▶ **About this exercise**
In the records below, find the line containing "Query: foliage", then copy that line and all lines after it, exactly, omitting every picture.

▶ **Stored data entries**
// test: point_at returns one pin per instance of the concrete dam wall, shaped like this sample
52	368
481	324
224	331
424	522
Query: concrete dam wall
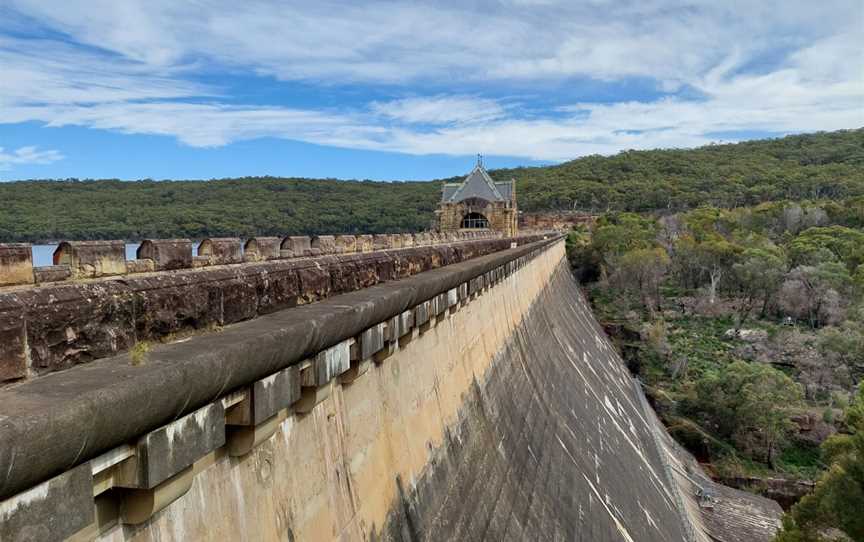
476	401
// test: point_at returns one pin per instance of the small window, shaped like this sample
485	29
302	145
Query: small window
474	221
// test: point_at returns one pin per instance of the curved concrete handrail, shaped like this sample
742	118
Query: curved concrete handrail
51	424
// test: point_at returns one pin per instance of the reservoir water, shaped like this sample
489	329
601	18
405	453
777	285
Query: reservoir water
44	254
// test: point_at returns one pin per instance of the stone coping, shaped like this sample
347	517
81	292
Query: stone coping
55	326
49	425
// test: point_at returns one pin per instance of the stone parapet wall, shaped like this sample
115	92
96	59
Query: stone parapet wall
112	443
55	326
555	220
94	259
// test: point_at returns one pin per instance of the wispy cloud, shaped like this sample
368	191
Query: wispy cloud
440	110
137	67
27	155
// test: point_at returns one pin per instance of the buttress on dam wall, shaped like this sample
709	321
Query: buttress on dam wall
477	401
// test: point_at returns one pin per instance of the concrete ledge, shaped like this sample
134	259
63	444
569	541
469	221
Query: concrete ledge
53	510
76	322
16	264
57	421
139	505
165	452
243	439
371	341
265	398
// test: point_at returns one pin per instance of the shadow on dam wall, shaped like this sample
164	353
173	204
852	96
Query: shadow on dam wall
503	414
552	444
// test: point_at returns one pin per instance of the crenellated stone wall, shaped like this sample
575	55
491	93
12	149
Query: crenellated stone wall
139	432
93	259
475	401
55	326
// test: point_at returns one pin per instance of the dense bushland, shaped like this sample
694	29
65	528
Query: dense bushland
746	326
814	166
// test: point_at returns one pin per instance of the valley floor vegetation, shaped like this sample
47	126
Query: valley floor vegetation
746	326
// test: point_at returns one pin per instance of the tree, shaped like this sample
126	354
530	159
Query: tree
838	498
759	275
709	260
640	271
816	293
749	403
846	244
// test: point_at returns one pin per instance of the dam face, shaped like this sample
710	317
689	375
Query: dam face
493	408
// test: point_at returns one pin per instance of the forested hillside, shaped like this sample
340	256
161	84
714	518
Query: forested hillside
746	327
815	166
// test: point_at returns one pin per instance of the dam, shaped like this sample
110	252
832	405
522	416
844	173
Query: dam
407	389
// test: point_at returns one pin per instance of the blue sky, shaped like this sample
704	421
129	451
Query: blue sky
398	90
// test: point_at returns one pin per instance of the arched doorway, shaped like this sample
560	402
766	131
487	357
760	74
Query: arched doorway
474	221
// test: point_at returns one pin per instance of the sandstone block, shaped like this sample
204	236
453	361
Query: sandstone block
300	245
16	264
89	259
259	249
167	253
167	451
324	243
52	273
221	250
53	510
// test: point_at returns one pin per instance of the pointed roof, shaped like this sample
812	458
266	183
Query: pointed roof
478	184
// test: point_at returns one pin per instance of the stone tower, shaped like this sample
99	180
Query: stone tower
478	202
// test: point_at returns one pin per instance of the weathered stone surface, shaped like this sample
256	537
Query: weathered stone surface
371	341
168	450
261	249
452	297
140	266
274	393
381	242
325	243
406	322
266	397
221	250
52	273
421	314
90	259
167	254
13	354
332	362
72	323
53	510
299	245
16	264
365	243
346	244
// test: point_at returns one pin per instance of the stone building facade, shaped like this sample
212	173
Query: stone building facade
478	202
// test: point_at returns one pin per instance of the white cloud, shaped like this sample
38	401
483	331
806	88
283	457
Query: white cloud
27	155
770	66
440	110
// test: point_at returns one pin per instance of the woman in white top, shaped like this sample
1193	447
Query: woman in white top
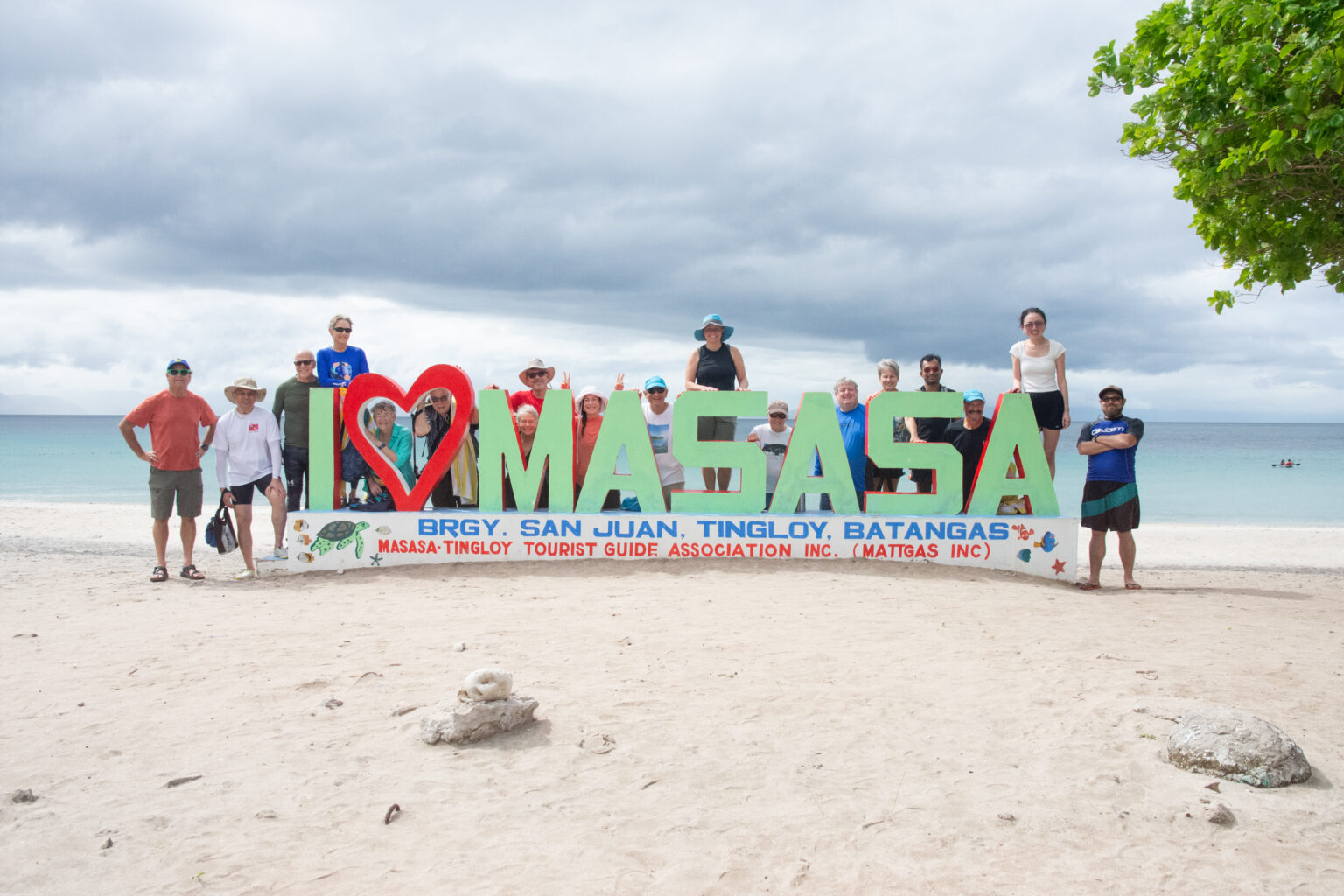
248	461
1038	368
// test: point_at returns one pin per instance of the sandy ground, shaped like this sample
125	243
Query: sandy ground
800	727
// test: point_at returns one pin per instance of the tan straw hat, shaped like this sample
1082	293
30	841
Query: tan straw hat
536	364
248	383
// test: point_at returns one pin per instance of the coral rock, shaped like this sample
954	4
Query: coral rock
1236	746
486	684
476	719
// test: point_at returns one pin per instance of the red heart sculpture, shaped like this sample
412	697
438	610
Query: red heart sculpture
371	386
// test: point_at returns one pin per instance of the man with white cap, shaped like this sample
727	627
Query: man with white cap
854	430
248	459
968	436
536	376
773	438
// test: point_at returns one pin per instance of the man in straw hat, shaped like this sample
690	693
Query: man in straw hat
248	459
173	418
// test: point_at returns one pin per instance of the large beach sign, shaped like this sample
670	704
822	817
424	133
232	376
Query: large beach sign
697	522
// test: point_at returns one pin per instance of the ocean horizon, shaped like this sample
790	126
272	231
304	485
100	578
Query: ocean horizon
1187	472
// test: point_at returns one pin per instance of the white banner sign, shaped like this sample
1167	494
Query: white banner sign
1045	547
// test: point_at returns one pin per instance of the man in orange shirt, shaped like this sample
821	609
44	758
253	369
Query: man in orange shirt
173	418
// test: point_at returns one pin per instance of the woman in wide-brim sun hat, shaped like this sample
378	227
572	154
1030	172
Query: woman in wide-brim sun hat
589	409
715	367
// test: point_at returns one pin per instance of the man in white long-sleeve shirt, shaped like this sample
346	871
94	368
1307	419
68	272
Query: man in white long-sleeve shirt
248	459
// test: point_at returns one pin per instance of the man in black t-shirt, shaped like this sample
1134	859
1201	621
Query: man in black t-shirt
970	436
928	429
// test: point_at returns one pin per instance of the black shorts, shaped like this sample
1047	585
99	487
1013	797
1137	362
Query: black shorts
1112	509
1050	410
242	494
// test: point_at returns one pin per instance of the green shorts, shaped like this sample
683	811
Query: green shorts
167	486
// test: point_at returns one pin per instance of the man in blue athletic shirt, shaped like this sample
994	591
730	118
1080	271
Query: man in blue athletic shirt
1110	494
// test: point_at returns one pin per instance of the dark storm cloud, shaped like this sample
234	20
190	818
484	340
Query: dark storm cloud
907	178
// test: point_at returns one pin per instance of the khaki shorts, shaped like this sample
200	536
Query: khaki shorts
167	486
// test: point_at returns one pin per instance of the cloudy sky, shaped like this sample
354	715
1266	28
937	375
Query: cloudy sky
484	183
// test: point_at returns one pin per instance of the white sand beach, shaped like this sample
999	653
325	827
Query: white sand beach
704	727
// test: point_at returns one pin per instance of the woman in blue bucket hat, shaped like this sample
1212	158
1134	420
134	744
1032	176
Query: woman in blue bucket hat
717	367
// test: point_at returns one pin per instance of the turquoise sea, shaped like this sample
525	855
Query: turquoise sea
1187	472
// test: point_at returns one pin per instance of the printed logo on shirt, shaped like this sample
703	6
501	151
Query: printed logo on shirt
659	434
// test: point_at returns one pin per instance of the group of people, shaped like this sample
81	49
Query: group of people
253	458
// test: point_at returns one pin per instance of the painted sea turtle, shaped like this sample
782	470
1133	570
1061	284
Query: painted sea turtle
338	535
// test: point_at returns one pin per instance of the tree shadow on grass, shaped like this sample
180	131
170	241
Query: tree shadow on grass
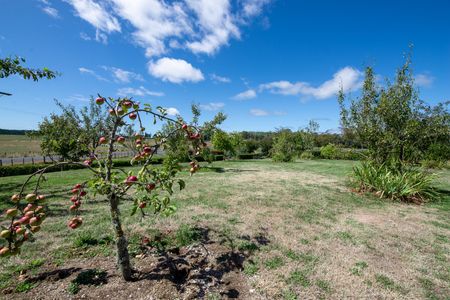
203	266
224	170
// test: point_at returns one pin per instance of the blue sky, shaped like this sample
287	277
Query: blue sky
265	63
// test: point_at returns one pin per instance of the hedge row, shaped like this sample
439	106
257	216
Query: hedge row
249	156
332	152
31	168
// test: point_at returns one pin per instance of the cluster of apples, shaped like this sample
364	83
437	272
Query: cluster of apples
144	149
122	109
189	134
77	193
22	222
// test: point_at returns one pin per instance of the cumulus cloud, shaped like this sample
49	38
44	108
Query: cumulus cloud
140	92
251	8
51	11
202	26
91	72
124	76
216	24
221	79
174	70
248	94
258	112
97	15
172	111
212	106
348	78
424	80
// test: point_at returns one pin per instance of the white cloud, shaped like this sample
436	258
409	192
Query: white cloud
258	112
97	15
78	98
202	26
172	111
174	70
154	22
221	79
248	94
348	78
215	23
251	8
122	75
140	92
52	12
212	106
85	37
279	113
91	72
424	80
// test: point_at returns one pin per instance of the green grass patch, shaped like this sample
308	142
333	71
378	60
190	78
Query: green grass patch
274	262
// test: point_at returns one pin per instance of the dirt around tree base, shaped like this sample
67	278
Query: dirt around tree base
205	270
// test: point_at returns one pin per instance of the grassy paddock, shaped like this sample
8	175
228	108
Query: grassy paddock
323	240
19	146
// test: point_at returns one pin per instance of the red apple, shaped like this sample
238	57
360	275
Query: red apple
12	212
34	221
131	179
150	186
35	229
127	104
147	149
15	198
100	100
20	230
30	197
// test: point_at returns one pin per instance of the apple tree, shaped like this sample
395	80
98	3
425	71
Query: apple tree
151	187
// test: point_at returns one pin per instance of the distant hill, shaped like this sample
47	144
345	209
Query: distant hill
14	131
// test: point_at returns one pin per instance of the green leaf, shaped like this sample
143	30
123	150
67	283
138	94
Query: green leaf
182	184
133	210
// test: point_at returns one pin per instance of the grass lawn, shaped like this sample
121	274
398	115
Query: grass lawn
18	146
297	229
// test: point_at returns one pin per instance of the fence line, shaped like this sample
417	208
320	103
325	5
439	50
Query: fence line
11	161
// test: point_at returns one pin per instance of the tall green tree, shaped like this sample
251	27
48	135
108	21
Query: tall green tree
62	135
392	122
93	119
13	65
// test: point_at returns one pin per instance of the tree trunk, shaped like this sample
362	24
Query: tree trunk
123	258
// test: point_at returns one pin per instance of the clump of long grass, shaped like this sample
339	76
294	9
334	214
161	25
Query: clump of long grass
406	184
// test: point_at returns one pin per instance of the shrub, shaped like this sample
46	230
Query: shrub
286	146
249	156
151	186
409	185
329	151
307	155
31	168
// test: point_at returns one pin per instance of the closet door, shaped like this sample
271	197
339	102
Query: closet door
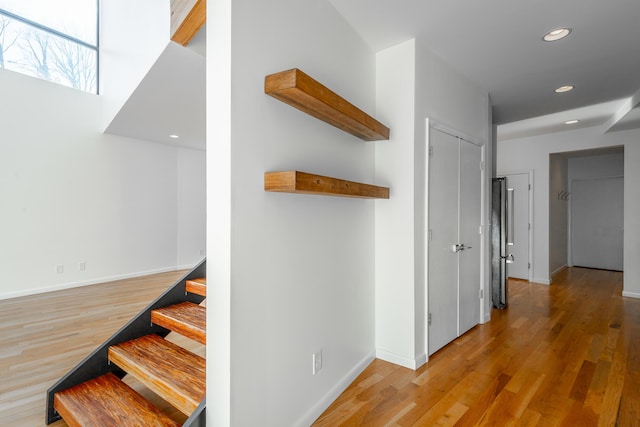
454	238
443	235
597	222
470	213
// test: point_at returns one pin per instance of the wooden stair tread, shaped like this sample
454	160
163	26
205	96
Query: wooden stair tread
197	286
185	318
107	401
175	374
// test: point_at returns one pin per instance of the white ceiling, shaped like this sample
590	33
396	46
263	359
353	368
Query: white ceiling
498	44
170	100
495	43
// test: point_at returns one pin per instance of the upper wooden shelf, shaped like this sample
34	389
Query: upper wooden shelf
306	94
307	183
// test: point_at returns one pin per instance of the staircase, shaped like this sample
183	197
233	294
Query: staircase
93	394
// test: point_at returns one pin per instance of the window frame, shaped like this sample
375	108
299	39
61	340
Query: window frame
72	39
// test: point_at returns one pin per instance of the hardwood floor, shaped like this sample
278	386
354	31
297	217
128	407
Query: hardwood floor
44	336
560	355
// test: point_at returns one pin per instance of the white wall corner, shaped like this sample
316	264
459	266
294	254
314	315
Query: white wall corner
397	359
312	414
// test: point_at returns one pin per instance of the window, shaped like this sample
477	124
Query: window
55	41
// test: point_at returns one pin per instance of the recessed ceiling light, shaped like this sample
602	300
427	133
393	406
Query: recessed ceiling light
563	89
556	34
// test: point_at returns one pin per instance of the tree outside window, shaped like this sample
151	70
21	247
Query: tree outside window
61	47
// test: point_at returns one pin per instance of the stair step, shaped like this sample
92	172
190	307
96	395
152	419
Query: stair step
175	374
107	401
185	318
197	286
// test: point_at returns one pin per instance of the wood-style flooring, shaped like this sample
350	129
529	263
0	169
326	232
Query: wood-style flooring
43	336
561	355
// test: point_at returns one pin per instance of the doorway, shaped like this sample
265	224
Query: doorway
519	192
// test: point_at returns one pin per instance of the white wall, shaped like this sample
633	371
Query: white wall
597	165
71	194
412	85
297	271
133	34
394	238
533	153
191	207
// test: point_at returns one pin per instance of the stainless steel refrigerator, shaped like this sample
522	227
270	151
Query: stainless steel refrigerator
501	236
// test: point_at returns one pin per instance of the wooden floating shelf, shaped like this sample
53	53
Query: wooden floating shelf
297	89
307	183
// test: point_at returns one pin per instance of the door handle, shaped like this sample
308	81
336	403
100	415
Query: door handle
460	247
509	258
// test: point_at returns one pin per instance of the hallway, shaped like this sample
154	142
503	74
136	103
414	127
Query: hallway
566	354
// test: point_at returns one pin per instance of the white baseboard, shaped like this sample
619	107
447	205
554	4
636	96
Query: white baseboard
558	270
630	294
312	414
401	360
71	285
542	281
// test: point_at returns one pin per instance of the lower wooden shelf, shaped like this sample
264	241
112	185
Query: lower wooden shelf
307	183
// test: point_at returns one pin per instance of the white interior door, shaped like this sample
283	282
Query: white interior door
470	214
519	243
597	223
454	220
443	234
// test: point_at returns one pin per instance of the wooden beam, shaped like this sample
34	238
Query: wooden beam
187	17
306	183
301	91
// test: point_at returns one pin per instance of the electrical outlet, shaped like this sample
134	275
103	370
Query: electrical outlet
317	361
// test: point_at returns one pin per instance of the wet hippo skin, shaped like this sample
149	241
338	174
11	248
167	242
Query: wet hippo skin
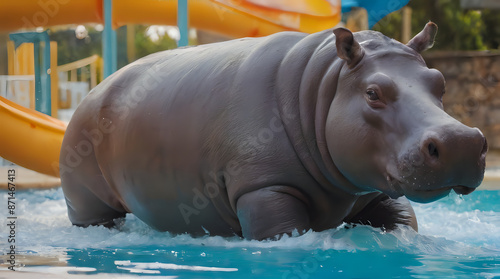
260	137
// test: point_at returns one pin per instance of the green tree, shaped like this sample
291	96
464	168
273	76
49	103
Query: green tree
459	29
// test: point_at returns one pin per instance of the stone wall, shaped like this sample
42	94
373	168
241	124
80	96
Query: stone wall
472	89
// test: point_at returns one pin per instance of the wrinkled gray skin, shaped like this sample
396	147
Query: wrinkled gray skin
260	137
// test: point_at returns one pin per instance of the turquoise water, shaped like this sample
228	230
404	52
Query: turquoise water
459	238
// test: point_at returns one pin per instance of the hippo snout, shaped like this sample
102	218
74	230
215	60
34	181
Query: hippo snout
457	154
449	157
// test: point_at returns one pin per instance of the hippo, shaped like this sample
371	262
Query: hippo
272	136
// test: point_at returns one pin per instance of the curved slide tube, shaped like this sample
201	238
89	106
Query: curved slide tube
29	138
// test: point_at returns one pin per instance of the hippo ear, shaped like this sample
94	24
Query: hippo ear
348	48
425	39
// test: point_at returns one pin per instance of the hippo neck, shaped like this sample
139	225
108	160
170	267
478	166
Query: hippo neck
304	103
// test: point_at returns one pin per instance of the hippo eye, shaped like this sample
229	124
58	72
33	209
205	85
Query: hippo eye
372	95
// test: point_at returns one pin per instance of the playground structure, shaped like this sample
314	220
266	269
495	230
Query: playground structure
35	138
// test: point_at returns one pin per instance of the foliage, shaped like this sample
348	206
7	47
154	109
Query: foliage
459	29
70	48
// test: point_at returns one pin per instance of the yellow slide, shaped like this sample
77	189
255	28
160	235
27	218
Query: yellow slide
33	140
236	18
29	138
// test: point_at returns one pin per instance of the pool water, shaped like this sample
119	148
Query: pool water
459	238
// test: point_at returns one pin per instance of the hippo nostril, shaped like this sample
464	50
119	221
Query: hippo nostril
485	148
433	152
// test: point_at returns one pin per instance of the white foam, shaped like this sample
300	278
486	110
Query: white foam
43	228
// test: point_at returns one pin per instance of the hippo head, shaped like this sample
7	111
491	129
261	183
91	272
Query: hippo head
386	127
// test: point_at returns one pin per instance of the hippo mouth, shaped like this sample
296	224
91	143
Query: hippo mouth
422	195
459	189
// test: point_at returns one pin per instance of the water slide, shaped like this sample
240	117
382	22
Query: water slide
236	18
33	140
29	138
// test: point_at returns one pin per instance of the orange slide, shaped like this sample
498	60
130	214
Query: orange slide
236	18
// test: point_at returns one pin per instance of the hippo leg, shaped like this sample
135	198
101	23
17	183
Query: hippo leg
89	198
384	212
272	211
84	207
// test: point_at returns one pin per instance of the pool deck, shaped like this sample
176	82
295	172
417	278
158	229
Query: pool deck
28	179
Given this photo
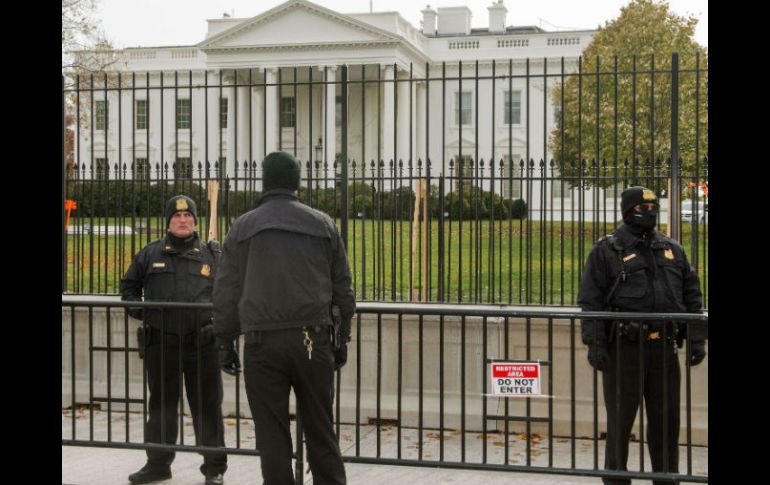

▶ **Output**
Query: foliage
459	29
70	48
// test: point_at returns one pin per instance of the yellow slide, shaped like this sample
77	189
255	28
160	235
27	218
Query: yellow slide
33	140
236	18
29	138
// test: point_at returns one pin per instance of the pool water, shaped like this sample
119	148
Query: pool water
459	238
// test: point_at returns one pin per instance of the hippo nostril, shaped like this sample
464	50
119	221
Query: hippo nostril
485	148
433	152
// test: point_at returns one pin per instance of the white foam, shaped like this sample
300	278
486	110
Query: white foam
43	228
// test: point_at returns one pin per instance of the hippo head, shaped like this sample
7	111
491	129
261	183
91	272
Query: hippo head
386	127
// test: point_at returns one pin per instance of the hippo mouth, shaped like this sample
296	224
91	143
Query: hippo mouth
422	195
459	189
// test: point_at returns one pin per instance of the water slide, shaped like this sample
240	117
382	22
Query: water slide
236	18
33	140
29	138
// test: point_at returns one pin per instance of the orange slide, shaped like this sample
498	60
130	214
Query: orange slide
236	18
// test: point_at returns one pin per instance of the hippo leg, shaped like this sample
135	198
101	23
17	183
Query: hippo leg
89	198
384	212
272	211
84	207
// test: point_at returns one pin per instance of the pool deck, shaped like this sample
176	82
295	172
417	278
158	229
Query: pool deck
28	179
Given this photo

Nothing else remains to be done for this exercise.